## 練習問題 A
長距離バスで聞いた話の文章から、「医者の勧めのまま、いくつもの薬剤を使ったが、症状は改善しなかった。」から「例え、自身の医療目的にでさえ、栽培や所持を行えば逮捕が待っている。」までの部分を一字一句違えずに書き写しなさい。
## 練習問題 B
長距離バスで聞いた話の文章に書かれている、青年の父親が患っていた病気の名前を答えなさい。

## 本文抜粋
---------------

いつだったか、そう遠くない昔。
長距離バスで隣り合わせた青年から聞いた話。
青年のお父さんは多発性硬化症という難病で、症状は進行していた。
医者の勧めのまま、いくつもの薬剤を使ったが、症状は改善しなかった。
海外の文献を調べているとき、青年は大麻が多発性硬化症に効果があることを知った。
青年には大麻を吸った経験もなく、関心もなかった。
父の病に効く可能性を知り、医者に相談した。
だが、国内では、処方どころか、研究すら禁止されていることを知った。
青年は、その非人道さに強く憤りを感じたが、現状ではどうしようもなかった。
例え、自身の医療目的にでさえ、栽培や所持を行えば逮捕が待っている。
それが先進国日本の現在であることを知った。
青年は、違法を承知で、薬物の売買で知られる繁華街に通い、外国人から大麻を買うようになった。
父の症状が改善した。
ヤケドしてさえ気づかなかった腕の感覚が戻ってきた。
青年自身は大麻を吸いたいとも思わず、すべては父の薬として消費した。
頻度高く大麻を求める青年に、ある日、売り手の外国人が言った。
Boy, more slowly.
青年は、自分が吸いたくて大麻を求めているのではない。
悔しくて涙が出たという。
ある日、いつもと同じように、同じ売り手から大麻を買っての帰り道。
張り込んでいた警察に、青年は大麻取締法の現行犯で逮捕された。
父の症状が悪化した。
自分のために大麻を買いに出た息子の逮捕は、
父を精神的にも苦しめた。
青年は、不起訴だったそうだ。
だが、勤務先からは解雇された。
大麻を入手する伝を失い、父親の病状が悪化するなか、
青年は、そのような事情の者に大麻をただで分けてくれる男の存在を知り、
これから安曇野に会いに行くところだと言った。
不覚にも、その男の名を、私は覚えていない。

---------------

## 提供資料
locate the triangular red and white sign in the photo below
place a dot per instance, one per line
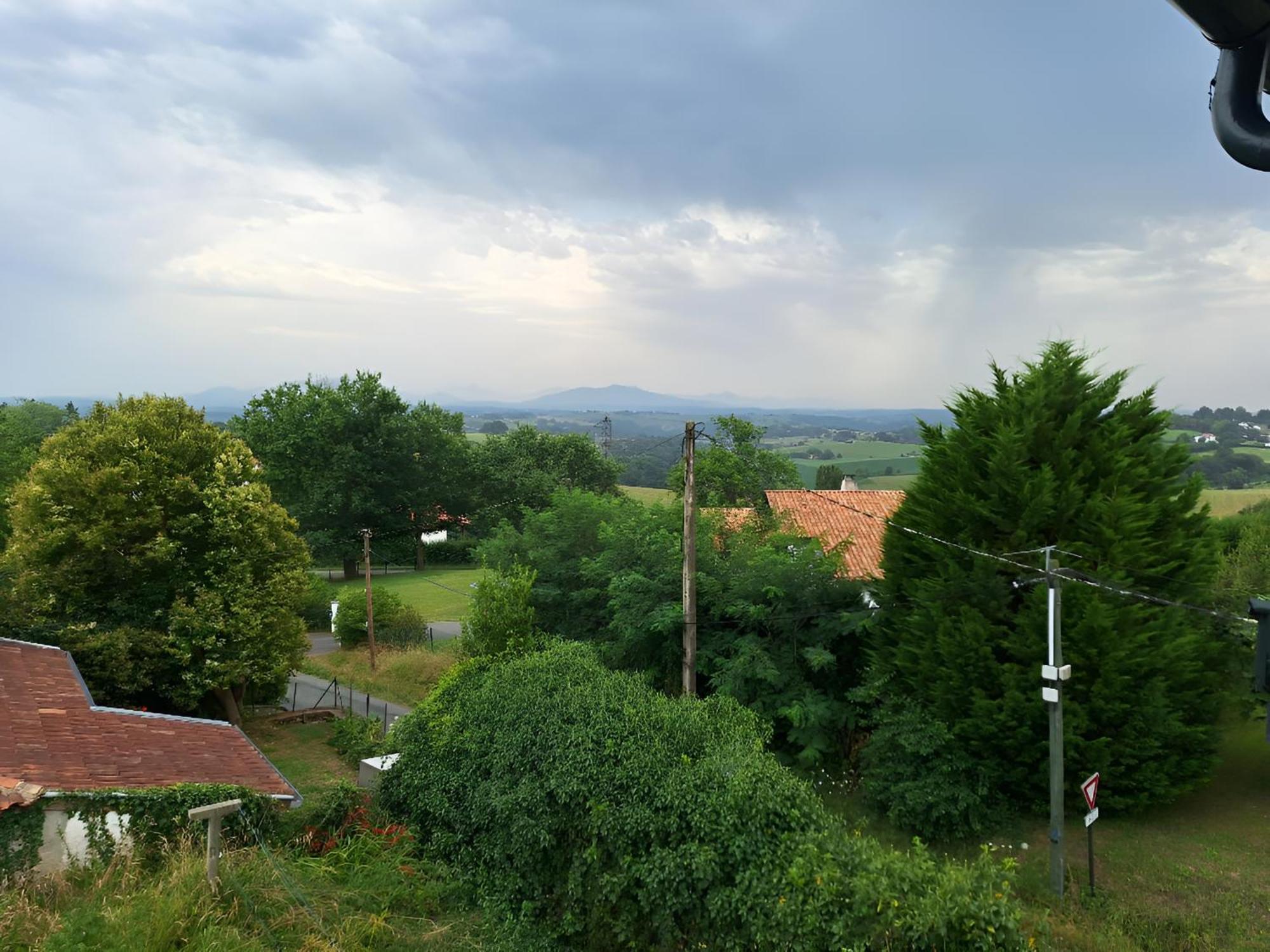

---------------

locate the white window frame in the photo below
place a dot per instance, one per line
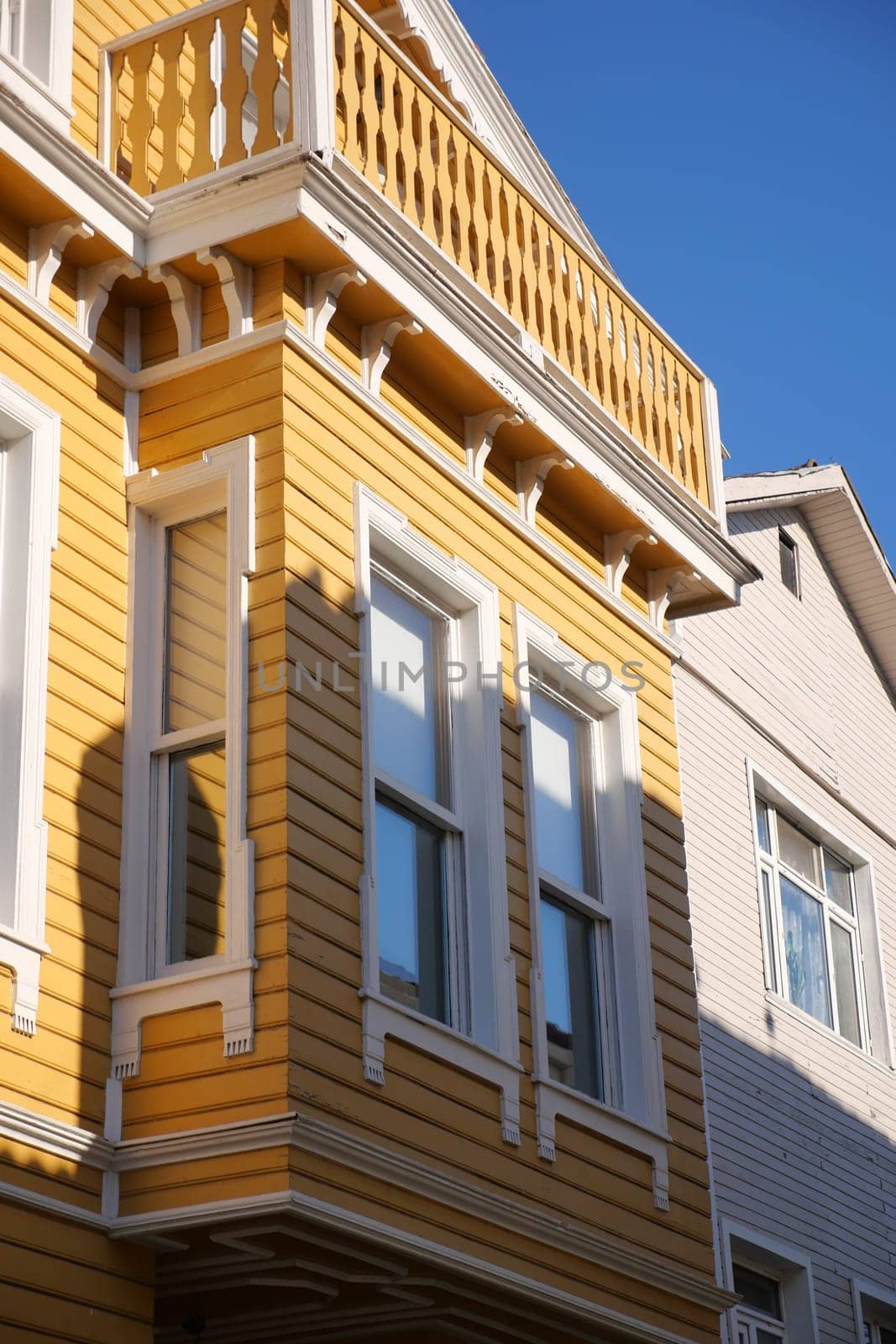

---------------

## 解答 A
医者の勧めのまま、いくつもの薬剤を使ったが、症状は改善しなかった。
海外の文献を調べているとき、青年は大麻が多発性硬化症に効果があることを知った。
青年には大麻を吸った経験もなく、関心もなかった。
父の病に効く可能性を知り、医者に相談した。
だが、国内では、処方どころか、研究すら禁止されていることを知った。
青年は、その非人道さに強く憤りを感じたが、現状ではどうしようもなかった。
例え、自身の医療目的にでさえ、栽培や所持を行えば逮捕が待っている。

## 解答 B
多発性硬化症という難病。